### EXTRAIT:
- - - - -

En voyageant sur le portail Europa du site du même nom ; celui de l’Union européenne, on peut y lire que l’UE compte 20 langues officielles, qu’elle travaille donc dans les langues choisies par les gouvernements des états membres et non dans une langue unique ou dans quelques langues qu’elle aurait elle même choisies et qu’une bonne partie de ses citoyens ne pourraient pas comprendre, que ce choix du multilinguisme officiel en tant qu’outil de gouvernance économique est unique au monde...

Il suffit toutefois d’avoir quelques notions de mathématiques pour comprendre que ce modèle est voué à l’échec. Le nombre de traducteurs nécessaires pour traduire n langues est égal à (n x (n -1))/2, il en résulte qu’avec 20 langues de travail, il faudrait 190 traducteurs en permanence dans chaque instance européenne. Pour trouver des traducteurs français/allemand, ça va, mais allez-donc trouver un traducteur protugais/slovène...

- - - - -

### CONSIGNE:
Reproduisez le passage de l'extrait sur le multilinguisme de l'UE de « Il suffit toutefois » à « un traducteur protugais/slovène... ». Les lignes ne jouent aucun rôle ici.

### DONNÉES FOURNIES:
- - - - -

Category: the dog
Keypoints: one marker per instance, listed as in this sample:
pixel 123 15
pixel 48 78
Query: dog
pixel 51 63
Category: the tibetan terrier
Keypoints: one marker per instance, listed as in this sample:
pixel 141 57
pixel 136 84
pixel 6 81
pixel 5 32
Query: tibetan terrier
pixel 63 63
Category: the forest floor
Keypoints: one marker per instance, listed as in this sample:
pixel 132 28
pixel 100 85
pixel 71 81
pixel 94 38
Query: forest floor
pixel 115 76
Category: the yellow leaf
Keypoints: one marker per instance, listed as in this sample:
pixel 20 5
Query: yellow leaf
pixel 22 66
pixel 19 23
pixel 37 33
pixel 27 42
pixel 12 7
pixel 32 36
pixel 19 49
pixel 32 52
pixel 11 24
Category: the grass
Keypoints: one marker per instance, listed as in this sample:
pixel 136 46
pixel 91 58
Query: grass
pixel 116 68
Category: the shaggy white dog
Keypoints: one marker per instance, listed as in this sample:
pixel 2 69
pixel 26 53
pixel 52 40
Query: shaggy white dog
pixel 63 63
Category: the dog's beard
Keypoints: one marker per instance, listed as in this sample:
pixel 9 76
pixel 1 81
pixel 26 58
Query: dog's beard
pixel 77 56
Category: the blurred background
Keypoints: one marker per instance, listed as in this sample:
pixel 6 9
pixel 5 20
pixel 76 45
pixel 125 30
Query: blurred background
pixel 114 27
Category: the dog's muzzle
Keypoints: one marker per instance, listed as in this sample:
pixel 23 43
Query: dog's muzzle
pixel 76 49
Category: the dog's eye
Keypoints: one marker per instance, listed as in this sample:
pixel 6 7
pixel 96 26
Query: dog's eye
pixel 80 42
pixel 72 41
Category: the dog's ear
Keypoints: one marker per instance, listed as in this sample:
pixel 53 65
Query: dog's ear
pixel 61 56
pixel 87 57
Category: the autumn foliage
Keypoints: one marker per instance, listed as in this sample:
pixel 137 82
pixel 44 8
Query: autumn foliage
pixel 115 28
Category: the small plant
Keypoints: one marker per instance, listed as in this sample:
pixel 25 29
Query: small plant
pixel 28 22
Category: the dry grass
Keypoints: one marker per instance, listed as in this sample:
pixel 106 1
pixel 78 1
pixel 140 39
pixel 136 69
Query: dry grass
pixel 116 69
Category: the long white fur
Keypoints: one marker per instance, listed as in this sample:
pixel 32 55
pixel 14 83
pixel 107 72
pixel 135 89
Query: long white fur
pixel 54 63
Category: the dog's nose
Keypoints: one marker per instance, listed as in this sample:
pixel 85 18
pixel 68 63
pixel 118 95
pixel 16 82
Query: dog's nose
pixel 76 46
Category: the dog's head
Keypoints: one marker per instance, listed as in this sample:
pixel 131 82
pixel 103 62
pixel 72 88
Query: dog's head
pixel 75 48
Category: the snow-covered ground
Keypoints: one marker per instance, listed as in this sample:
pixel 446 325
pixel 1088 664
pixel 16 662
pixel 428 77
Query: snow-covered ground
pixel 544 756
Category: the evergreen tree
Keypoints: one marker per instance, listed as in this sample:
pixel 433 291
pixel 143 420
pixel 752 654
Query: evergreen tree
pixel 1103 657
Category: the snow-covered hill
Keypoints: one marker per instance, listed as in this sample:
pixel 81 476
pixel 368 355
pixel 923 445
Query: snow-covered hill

- - - - -

### RÉPONSE ATTENDUE:
Il suffit toutefois d’avoir quelques notions de mathématiques pour comprendre que ce modèle est voué à l’échec. Le nombre de traducteurs nécessaires pour traduire n langues est égal à (n x (n -1))/2, il en résulte qu’avec 20 langues de travail, il faudrait 190 traducteurs en permanence dans chaque instance européenne. Pour trouver des traducteurs français/allemand, ça va, mais allez-donc trouver un traducteur protugais/slovène...